* Written request *
Duplicate every line of the listing below, keeping each character as it is.

* Mask labeling examples *
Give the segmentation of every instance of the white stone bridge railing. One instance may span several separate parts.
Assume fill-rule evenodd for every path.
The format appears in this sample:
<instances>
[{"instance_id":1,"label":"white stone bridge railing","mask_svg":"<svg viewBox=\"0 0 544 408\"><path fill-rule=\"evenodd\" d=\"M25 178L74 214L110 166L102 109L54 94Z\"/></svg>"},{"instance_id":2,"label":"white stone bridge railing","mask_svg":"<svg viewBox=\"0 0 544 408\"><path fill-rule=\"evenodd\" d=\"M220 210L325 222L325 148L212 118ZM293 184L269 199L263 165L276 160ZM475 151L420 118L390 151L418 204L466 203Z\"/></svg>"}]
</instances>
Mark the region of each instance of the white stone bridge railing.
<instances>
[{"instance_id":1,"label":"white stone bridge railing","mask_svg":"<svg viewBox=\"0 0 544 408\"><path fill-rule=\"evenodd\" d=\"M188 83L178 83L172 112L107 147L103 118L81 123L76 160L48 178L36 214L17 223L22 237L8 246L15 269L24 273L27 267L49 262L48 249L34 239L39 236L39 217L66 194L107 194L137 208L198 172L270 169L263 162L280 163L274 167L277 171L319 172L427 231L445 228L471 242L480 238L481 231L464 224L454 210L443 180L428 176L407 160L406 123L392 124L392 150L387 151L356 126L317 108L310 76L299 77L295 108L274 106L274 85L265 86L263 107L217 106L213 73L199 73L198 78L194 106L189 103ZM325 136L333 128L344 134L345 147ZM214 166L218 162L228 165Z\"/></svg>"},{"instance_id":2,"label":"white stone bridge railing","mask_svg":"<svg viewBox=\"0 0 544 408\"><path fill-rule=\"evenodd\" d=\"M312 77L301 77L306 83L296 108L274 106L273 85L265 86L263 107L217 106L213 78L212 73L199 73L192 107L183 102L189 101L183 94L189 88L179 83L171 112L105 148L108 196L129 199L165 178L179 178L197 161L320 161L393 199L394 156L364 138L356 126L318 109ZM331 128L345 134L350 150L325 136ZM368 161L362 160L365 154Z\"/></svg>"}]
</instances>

* Exercise answer *
Give the segmentation of every instance of the white stone bridge railing. One instance may span several separate parts.
Assume fill-rule evenodd for every path.
The format appears in this sample:
<instances>
[{"instance_id":1,"label":"white stone bridge railing","mask_svg":"<svg viewBox=\"0 0 544 408\"><path fill-rule=\"evenodd\" d=\"M25 178L74 214L110 166L102 109L54 94Z\"/></svg>"},{"instance_id":2,"label":"white stone bridge railing","mask_svg":"<svg viewBox=\"0 0 544 408\"><path fill-rule=\"evenodd\" d=\"M220 210L325 222L325 148L212 118ZM293 184L269 199L263 165L276 160ZM475 151L420 118L390 151L418 204L466 203Z\"/></svg>"}]
</instances>
Mark the region of each instance of the white stone bridge railing.
<instances>
[{"instance_id":1,"label":"white stone bridge railing","mask_svg":"<svg viewBox=\"0 0 544 408\"><path fill-rule=\"evenodd\" d=\"M188 83L178 83L172 112L107 147L103 118L81 123L76 160L48 178L36 214L17 223L22 237L8 246L15 269L24 273L27 267L49 262L48 249L34 239L39 236L39 217L66 194L107 194L137 208L198 172L270 169L263 162L280 163L274 167L277 171L319 172L427 231L445 228L471 242L480 238L481 231L464 224L454 210L443 180L428 176L407 160L406 123L392 124L392 150L387 151L356 126L317 108L310 76L299 77L295 108L274 106L274 85L265 86L263 107L217 106L213 73L199 73L198 78L194 106L189 103ZM325 136L333 128L344 134L345 147ZM214 166L218 162L228 165Z\"/></svg>"},{"instance_id":2,"label":"white stone bridge railing","mask_svg":"<svg viewBox=\"0 0 544 408\"><path fill-rule=\"evenodd\" d=\"M312 77L301 77L306 83L296 108L274 106L273 85L265 86L263 107L217 106L213 78L212 73L199 73L192 107L183 102L189 101L183 94L189 88L179 83L171 112L105 148L108 196L129 199L165 178L179 178L197 161L320 161L393 199L394 156L364 138L356 126L318 109ZM331 128L345 134L350 150L325 136ZM368 161L362 160L365 154Z\"/></svg>"}]
</instances>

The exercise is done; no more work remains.